At the height of the Loop cinemas’ popularity, major black actors and musicians attended premieres of black-themed films, attracting large audiences and increasing box office figures. The independent black film “Sweet Sweetback’s Baadasssss Song” outperformed every movie there in the summer of 1971. Kuumba, an influential black arts organization that included poet Gwendolyn Brooks, considered the film exploitative and condemned it. The film is said to have triggered a subsequent trend in cheap, black-cast films made by white Hollywood, known as blaxploitation movies. The book looks at the genre’s impact on black spectatorship, the fear of middle-class white Chicagoans and the impetus for “urban renewal” and subsequent preservation efforts.
....
Short task a>
Copy the entries below character for character, leaving the picture out of your copy.
....
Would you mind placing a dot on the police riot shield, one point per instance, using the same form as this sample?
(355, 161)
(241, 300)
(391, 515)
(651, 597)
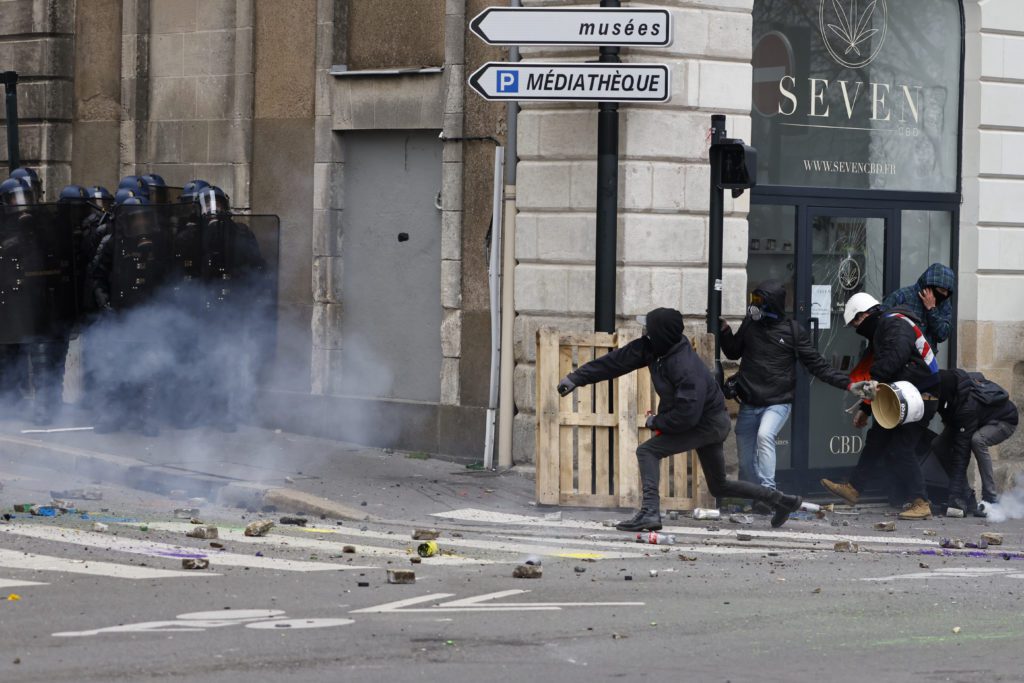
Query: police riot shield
....
Short task b>
Extend the passage about the Loop cinemas and black-themed films, starting after its final sentence.

Written response a>
Would you mind placing a dot on the police riot shield, one point per instance, using the same form as this sample?
(355, 161)
(241, 300)
(391, 515)
(651, 597)
Query: police riot shield

Written response b>
Butters combines historical fact with lively personal accounts. “I had to interview people who were there at the time. It was clearly such a visceral experience for them. There was a collective call and response with what was happening on screen. The audience was as much a part of the experience as the movie they were going to see.” Most people he interviewed commented about rats and mice scurrying across the floor while patrons watched movies in the decrepit cinemas.
The book took eight years to research and write. Butters recognized a gap in historical study of Chicago after 1970. “I was extremely lucky to interview the long-time entertainment editor for the Chicago Defender, Earl Calloway. He knew everybody who was anybody in black entertainment in Hollywood. Also Timuel Black, a civil rights pioneer, gave me a lot of information. I hope there is a renewed interest in the history of Chicago from the 1970s on, because we need to interview individuals while they are still alive.”
This detailed cultural account will appeal to people who lived in Chicago in the seventies, movie goers, preservationists, public policy makers, journalists and historians. Butters’ next project is an anthology coming out next year, “Beyond Blaxploitation,” co-edited with Novotny Lawrence.
“From Sweetback to Super Fly: Race and Film Audiences in Chicago’s Loop”
By Gerald R. Butters, Jr.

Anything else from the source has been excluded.